● TEXT PASSAGE
--- START ---

Tuesday, July 21, 2015

Nick Carter - Ice Trap Terror (Jeffrey Wallman, 1974)

Came across this one in Bill Pronzini's fantastic Gun in Cheek. It was around the time when I finished The Mongol Mask, and since they are both driven by a similar bizarre "meteorological" plot vehicle, it seemed only natural to compare these two alternative masterpieces (as Pronzini would put it) and gauge them on the scale of ridiculous-meter. And besides, it's about time this blog gets a Nick Carter entry.

But without boring myself again, I can only report it is as bad as Mongol was. Similar kind of dull, humourless writing where bodies pile with lightning speed, and everything (including sex scenes) takes ages.

Until we reach the final shootout in the penultimate chapter. The mighty chapter thirteen!! Crazy stuff, impossible to describe how over the top that shit is. Instead, I'll take my time and re-type some of the best bits below. Sit down, relax and enjoy:

One bullet caught him in the throat as he began to yell and the other poked his eye out.
Bullet poking an eye out??
"There have been reports of a woman."
Zembla gave a derisive snort. "Leave it to Carter to have a girl along, treating this as if were a vacation at a sex club..."

And btw - he speaks with "the furious, dogmatic voice". Dogmatic voice?

Fast forward a couple of pages, and we find Zembla attempting to kill Carter and Tamara utilising one of the craziest killing methods I can remember of:

The copter banked slightly and came slithering toward us.

--- END ---

● PROMPT A
Switch "rough mask" to "coarse mask" everywhere it appears in the records, and reproduce them otherwise unchanged.

Records from a data source:
--- START ---

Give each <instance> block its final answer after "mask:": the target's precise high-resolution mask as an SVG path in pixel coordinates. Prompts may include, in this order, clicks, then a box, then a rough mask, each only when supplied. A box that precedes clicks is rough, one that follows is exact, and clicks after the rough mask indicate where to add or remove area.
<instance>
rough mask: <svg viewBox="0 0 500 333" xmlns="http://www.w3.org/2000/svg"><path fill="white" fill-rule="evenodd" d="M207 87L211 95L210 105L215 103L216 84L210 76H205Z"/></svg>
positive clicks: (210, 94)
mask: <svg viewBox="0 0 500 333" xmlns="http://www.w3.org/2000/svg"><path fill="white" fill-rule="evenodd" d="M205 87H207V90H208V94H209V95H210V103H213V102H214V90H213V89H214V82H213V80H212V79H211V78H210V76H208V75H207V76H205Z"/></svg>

--- END ---

● PROMPT B
Resume the review of the Nick Carter novel, starting after its last line.

● WRITTEN ANSWER A
Give each <instance> block its final answer after "mask:": the target's precise high-resolution mask as an SVG path in pixel coordinates. Prompts may include, in this order, clicks, then a box, then a coarse mask, each only when supplied. A box that precedes clicks is rough, one that follows is exact, and clicks after the coarse mask indicate where to add or remove area.
<instance>
coarse mask: <svg viewBox="0 0 500 333" xmlns="http://www.w3.org/2000/svg"><path fill="white" fill-rule="evenodd" d="M207 87L211 95L210 105L215 103L216 84L210 76H205Z"/></svg>
positive clicks: (210, 94)
mask: <svg viewBox="0 0 500 333" xmlns="http://www.w3.org/2000/svg"><path fill="white" fill-rule="evenodd" d="M205 87H207V90H208V94H209V95H210V103H213V102H214V90H213V89H214V82H213V80H212V79H211V78H210V76H208V75H207V76H205Z"/></svg>

● WRITTEN ANSWER B
"That bastard! That sonofabitch! I raged. "He's going to drift overhead and pick us off like sitting ducks! Keep your head down, Tamara. Don't look."

Towards the end, Carter has no escape plan, but:

There wasn't any thought as to the odds of discovering a boat, or if we could find a way to run it; there had to be a boat available, if we were to survive. It was as simple as that.

And sure enough:

There was a boat, a sleek and sassy thirty-foot craft, bobbing wildly at its lines like a maverick stallion straining in a chute.
The End. Brilliant, isn't it?

3.5/5 (adding an extra point for chapter 13)


Nick Carter, agent of fictional (I think) spy agency AXE

Hard to keep up, but I think Nick and Tamara fly to the following countries with her little Cessna: Nicaragua, Honduras, Costa Rica, Panama.

Body count: 53

Object of desire:  
Disrupting weather and creating a temporary ice age by creating artificial mountains to conquer Central America and start a Third Mayan Empire.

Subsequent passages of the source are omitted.